The Anti-Abuse Bond: Putting Honesty Up as Collateral

Posted by catrya on 2026-06-17 12:00

Building a decentralized, censorship-resistant, and private P2P exchange system on Nostr, like Mostro, comes with a hard challenge: how do you mitigate abuse?

A malicious user can try to flood a Mostro’s order book with spam offers, just to be a nuisance and bury the real offers in the noise. Or the other way around: empty the book by taking every offer just so they vanish. And since Mostro is anonymous—and creating a new identity is as easy as generating a key pair—there are also those who simply try to scam their counterparty. How do you stop both the one sabotaging the order book and the one trying to scam other users?

It’s true that we already have defenses. Against scams, there is a dispute system, and the escrow’s hold invoice is not released until the seller confirms they received the fiat, so a scammer rarely achieves their goal; and against spam, Mostro applies a proof of work that makes flooding the network with events more expensive. But neither was enough: for the scammer, trying cost nothing, and the proof of work doesn’t stop a determined attacker. Whoever tried and failed would simply try again.

A decision that took us time

We had been thinking about an anti-abuse bond for a while, but what held us back was this: if someone completely new wants to buy sats, how are they going to pay a bond if they don’t have sats yet?

The answer was not to impose it. We decided this feature would be optional: each Mostro node administrator can enable it or not, and set whatever conditions they see fit according to the characteristics of their own community. A node aimed at newcomers can do without it; another one, more exposed to abuse, can turn it on. The network decides, not us.

What is the anti-abuse bond?

The idea is the same as a rental deposit. When you rent an apartment they ask you for a security deposit: if you return everything in order, you get it back in full; you only lose it if you break something. It works because it aligns incentives—you take better care of what you know could cost you.

In Mostro, when entering a trade you put up a small amount of sats as collateral that you get back in full if you act in good faith, but which you lose if you try to scam your counterparty, empty the order book or spam it, or if you fail to do your part. The consequence is direct: both the scammer and the spammer stop playing for free. They now put their own money at risk, and that discourages abuse before it happens.

Each node sets its own rules

Remember that Mostro is not a single server, but many nodes competing with each other. Each node that enables the bond defines its own rules: who it asks for it (whoever creates the order, whoever takes it, or both) and how much it is. The amount is usually a small percentage of the order value—for example, 1% with a minimum in sats—but that percentage is decided by each node.

Tip: You can check whether the node you are using requires an anti-abuse bond—and how much it would be—from your own Mostro client, in the About section, before trading.

Isn’t it the same as the escrow?

No. The bond is completely independent from the trade escrow. It is a second hold invoice: your sats are only locked in your wallet, they are not spent. If everything goes well, they are unlocked and returned to you without ever having left your wallet. It is not mixed with or deducted from the trade amount.

So, under normal conditions, the bond is not a cost: it returns to your wallet in full, just like the sats locked in any hold invoice.

When do I get my bond back?

You get 100% back as long as you do your part:

  • You complete the trade correctly.
  • You cancel the order cooperatively.
  • A dispute arises and the administrator does not determine that you acted in bad faith.

> _GIVEN INSTRUCTION A_
In the post on the anti-abuse bond, reproduce the passage from "A malicious user" up to and including "scam other users?", substituting "offer list" for "order book".

> _EXCERPTED DATA_
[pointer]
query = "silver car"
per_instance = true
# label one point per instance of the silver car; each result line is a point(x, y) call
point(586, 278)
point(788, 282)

> _GIVEN INSTRUCTION B_
Copy every line of the rows above, requests included. Multiply each x and y coordinate in the answer point calls by 0.5 and round to whole numbers, with halves rounded up.

> _PROBLEM SOLUTION A_
A malicious user can try to flood a Mostro’s offer list with spam offers, just to be a nuisance and bury the real offers in the noise. Or the other way around: empty the book by taking every offer just so they vanish. And since Mostro is anonymous—and creating a new identity is as easy as generating a key pair—there are also those who simply try to scam their counterparty. How do you stop both the one sabotaging the offer list and the one trying to scam other users?

> _PROBLEM SOLUTION B_
[pointer]
query = "silver car"
per_instance = true
# label one point per instance of the silver car; each result line is a point(x, y) call
point(293, 139)
point(394, 141)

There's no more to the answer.